Talvez valha a pena cotejar a situação atual com o que tínhamos em 2002. Importante lembrar que, naquele momento, o país entregue por Fernando Henrique, embora muito fragilizado no plano econômico, legava um ambiente político razoavelmente civilizado, apesar de polarizado como costuma ser em eleições presidenciais. No final de 2022, após quatro anos de truculência bolsonarista, teremos um ambiente político tóxico e possivelmente violento. Mais ainda, a existência dessa “internacional protofascista” atual, inexistente há 20 anos, estará presente no processo brasileiro.

Pensando nem tanto no processo eleitoral, mas nas condições da governabilidade em 2023, há que mencionar as seguintes situações prováveis: o quadro econômico será tão ou mais grave do que o de 2002; o agravamento da desigualdade social e econômica muito mais agudo do que a trajetória gradual, embora constante, do crescimento secular da nossa desigualdade; a desorganização, e por vezes mesmo a destruição de grande número de instituições públicas capazes de enfrentar esses desafios, talvez inédita na história da República.
|---|
Segundo o trecho selecionado, que ambiente político o país entregue por Fernando Henrique legava em 2002? A listagem não é usada aqui.
|---|
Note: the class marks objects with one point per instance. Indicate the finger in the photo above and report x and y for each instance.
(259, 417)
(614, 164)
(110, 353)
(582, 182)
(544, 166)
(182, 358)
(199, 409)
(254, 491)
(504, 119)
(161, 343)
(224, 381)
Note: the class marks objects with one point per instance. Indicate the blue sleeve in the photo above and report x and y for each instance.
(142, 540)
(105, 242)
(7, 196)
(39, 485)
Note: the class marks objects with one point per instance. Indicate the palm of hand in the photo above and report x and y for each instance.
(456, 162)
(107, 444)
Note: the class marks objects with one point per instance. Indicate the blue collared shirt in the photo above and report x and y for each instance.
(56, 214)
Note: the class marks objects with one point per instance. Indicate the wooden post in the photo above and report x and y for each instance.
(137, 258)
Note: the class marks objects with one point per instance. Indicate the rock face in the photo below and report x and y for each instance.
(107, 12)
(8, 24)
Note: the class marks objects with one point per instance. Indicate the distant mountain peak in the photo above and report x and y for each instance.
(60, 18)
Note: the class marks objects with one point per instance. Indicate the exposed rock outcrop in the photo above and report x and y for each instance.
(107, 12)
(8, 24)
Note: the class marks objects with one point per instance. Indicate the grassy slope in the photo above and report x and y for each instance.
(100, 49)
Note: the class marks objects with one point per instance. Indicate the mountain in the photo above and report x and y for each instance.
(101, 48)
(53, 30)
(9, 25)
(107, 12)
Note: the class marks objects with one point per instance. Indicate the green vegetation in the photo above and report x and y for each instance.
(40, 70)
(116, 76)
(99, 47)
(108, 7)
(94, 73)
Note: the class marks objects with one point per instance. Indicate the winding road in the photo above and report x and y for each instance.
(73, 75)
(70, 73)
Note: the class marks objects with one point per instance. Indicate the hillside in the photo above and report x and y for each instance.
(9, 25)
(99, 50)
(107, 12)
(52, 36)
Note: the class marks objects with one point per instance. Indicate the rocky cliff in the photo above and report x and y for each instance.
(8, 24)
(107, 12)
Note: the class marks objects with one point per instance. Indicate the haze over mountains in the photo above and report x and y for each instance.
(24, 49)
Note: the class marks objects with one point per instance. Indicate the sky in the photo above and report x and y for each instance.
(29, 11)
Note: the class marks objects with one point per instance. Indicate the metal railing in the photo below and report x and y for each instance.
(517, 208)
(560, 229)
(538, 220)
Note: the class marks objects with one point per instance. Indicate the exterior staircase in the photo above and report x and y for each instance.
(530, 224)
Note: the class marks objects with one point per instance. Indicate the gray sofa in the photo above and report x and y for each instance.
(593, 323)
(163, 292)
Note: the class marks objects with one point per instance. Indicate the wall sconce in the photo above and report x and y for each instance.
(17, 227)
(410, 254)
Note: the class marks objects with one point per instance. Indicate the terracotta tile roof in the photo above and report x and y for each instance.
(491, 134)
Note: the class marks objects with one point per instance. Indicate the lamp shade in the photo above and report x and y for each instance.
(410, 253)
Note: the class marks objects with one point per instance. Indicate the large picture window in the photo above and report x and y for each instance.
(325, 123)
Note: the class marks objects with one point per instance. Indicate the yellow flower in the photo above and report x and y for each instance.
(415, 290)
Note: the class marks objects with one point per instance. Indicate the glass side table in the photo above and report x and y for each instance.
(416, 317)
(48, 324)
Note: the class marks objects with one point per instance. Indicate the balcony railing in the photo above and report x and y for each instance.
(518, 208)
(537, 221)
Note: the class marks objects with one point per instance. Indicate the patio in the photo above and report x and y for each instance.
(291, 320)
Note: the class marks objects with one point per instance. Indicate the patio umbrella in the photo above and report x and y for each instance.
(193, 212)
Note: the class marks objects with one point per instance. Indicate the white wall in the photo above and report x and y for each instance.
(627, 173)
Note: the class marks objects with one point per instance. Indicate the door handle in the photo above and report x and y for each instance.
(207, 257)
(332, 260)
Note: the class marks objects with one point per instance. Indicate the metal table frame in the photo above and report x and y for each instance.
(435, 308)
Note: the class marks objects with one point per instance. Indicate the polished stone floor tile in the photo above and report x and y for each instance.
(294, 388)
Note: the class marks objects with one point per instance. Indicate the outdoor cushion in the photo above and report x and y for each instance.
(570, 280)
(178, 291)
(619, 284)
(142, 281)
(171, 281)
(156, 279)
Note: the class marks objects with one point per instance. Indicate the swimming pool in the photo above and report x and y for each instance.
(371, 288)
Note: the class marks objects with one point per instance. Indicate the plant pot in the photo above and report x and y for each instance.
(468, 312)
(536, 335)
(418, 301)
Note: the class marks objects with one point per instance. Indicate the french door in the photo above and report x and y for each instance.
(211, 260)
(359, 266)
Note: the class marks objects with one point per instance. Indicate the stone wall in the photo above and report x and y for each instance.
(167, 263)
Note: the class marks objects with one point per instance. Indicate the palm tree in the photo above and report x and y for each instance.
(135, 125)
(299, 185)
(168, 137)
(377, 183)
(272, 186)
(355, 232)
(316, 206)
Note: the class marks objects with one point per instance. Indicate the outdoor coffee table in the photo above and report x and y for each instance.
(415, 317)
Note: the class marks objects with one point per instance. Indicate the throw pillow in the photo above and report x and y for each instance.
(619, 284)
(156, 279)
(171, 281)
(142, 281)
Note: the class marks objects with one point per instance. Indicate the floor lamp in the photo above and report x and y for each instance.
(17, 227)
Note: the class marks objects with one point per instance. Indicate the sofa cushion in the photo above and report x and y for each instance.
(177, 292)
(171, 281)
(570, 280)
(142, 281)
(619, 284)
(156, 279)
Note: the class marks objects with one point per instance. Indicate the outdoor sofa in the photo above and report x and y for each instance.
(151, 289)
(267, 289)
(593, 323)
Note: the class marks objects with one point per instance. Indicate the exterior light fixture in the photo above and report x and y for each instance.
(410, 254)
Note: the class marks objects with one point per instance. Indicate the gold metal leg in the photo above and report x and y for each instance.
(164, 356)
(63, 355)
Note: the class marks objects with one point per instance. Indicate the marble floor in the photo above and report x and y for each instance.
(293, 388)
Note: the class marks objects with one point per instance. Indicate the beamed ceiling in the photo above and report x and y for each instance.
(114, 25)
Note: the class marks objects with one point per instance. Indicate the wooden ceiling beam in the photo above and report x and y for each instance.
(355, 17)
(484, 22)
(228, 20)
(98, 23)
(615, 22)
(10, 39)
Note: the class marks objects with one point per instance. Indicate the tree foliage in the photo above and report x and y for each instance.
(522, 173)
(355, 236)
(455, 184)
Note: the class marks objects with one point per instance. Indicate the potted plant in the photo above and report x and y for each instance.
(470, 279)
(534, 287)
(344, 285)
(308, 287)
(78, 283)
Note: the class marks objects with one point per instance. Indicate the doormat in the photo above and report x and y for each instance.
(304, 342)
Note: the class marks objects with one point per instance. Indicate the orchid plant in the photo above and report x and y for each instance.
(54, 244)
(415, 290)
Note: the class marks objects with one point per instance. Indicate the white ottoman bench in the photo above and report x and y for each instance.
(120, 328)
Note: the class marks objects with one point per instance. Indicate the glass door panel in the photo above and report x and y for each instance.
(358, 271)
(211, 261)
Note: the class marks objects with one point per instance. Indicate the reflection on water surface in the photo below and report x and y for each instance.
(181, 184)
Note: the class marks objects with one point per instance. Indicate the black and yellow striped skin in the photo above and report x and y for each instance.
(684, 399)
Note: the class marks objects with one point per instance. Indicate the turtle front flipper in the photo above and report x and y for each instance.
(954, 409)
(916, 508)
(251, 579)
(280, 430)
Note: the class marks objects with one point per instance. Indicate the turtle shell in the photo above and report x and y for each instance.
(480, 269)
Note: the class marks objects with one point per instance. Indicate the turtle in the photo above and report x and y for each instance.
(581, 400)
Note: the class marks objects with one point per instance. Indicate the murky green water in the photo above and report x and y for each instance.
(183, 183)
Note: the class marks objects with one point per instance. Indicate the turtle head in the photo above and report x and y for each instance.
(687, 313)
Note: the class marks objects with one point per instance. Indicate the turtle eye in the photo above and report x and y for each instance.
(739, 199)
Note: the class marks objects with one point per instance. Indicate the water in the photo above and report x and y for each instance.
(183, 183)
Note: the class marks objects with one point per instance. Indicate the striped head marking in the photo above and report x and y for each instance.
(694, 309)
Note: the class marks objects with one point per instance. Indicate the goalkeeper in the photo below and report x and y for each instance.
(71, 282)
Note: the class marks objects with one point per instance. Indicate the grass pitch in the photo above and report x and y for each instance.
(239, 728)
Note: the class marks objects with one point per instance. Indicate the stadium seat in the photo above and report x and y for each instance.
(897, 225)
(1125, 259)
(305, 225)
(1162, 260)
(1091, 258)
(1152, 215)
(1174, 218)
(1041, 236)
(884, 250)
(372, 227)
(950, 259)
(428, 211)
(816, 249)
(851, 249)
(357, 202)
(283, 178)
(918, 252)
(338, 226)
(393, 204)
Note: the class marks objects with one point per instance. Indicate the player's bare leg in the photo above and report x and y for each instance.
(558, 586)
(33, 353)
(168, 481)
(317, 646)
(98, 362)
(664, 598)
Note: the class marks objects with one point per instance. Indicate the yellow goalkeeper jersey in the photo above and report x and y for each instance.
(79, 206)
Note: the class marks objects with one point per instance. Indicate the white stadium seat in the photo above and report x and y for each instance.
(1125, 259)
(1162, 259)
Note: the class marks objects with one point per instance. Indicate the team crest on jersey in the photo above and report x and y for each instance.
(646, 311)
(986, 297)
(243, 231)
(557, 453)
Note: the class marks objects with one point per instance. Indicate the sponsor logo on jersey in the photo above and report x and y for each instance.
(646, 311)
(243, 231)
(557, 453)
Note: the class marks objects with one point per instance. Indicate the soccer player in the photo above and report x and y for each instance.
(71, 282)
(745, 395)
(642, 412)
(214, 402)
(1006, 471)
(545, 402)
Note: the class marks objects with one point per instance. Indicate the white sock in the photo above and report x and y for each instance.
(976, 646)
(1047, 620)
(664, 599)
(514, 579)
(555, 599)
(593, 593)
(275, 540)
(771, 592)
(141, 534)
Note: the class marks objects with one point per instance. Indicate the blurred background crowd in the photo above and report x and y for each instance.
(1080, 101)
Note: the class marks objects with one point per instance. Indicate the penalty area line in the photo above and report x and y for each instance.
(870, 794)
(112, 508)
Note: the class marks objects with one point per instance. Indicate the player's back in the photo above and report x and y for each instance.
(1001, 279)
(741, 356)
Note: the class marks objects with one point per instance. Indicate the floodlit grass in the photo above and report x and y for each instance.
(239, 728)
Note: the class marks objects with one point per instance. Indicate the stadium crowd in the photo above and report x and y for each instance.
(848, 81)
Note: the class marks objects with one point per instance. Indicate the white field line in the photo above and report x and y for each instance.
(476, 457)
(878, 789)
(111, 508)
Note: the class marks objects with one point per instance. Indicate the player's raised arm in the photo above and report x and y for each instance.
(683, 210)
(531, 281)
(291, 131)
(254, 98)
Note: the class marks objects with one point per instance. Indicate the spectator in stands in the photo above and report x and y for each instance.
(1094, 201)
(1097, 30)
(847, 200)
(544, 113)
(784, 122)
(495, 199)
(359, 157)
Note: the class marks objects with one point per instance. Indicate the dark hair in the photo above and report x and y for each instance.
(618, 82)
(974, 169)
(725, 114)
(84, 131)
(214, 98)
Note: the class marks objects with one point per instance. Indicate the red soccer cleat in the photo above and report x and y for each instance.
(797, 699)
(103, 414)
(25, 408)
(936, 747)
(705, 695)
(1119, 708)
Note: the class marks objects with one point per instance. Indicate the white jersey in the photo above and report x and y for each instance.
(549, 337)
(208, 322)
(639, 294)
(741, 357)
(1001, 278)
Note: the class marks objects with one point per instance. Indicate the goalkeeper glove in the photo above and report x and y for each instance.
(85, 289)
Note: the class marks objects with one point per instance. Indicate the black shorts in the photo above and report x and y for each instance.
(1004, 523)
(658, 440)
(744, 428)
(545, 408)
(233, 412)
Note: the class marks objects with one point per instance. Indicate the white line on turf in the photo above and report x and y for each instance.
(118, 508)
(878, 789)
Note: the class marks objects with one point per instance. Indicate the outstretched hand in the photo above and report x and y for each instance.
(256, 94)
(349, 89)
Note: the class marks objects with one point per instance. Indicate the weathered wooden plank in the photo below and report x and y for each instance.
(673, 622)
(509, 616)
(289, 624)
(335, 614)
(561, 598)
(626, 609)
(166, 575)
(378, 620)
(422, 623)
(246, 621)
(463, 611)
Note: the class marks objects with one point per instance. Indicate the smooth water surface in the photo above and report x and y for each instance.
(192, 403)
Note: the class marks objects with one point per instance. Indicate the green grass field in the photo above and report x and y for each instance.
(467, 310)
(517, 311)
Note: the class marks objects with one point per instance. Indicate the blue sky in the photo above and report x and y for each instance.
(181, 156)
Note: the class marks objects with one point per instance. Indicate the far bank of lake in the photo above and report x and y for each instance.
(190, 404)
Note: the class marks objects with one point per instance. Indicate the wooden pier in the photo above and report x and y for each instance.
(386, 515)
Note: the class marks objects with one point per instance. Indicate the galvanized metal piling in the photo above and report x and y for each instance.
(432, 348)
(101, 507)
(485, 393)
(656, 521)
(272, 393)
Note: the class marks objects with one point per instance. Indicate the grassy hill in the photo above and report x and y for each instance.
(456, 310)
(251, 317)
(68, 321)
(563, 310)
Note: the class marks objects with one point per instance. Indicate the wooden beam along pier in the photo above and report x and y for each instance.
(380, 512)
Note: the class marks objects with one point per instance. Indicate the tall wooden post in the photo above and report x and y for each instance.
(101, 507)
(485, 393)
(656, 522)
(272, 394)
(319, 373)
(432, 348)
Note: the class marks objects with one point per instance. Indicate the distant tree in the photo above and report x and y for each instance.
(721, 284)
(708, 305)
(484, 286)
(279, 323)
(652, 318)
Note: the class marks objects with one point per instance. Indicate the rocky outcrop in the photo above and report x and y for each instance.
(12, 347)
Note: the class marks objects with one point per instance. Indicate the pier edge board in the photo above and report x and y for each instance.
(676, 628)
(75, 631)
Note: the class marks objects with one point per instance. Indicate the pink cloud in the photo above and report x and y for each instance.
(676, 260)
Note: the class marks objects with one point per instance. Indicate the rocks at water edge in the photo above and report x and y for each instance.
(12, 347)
|---|
- _RESPOSTA DO EXERCÍCIO_
Um ambiente político razoavelmente civilizado, apesar de polarizado como costuma ser em eleições presidenciais.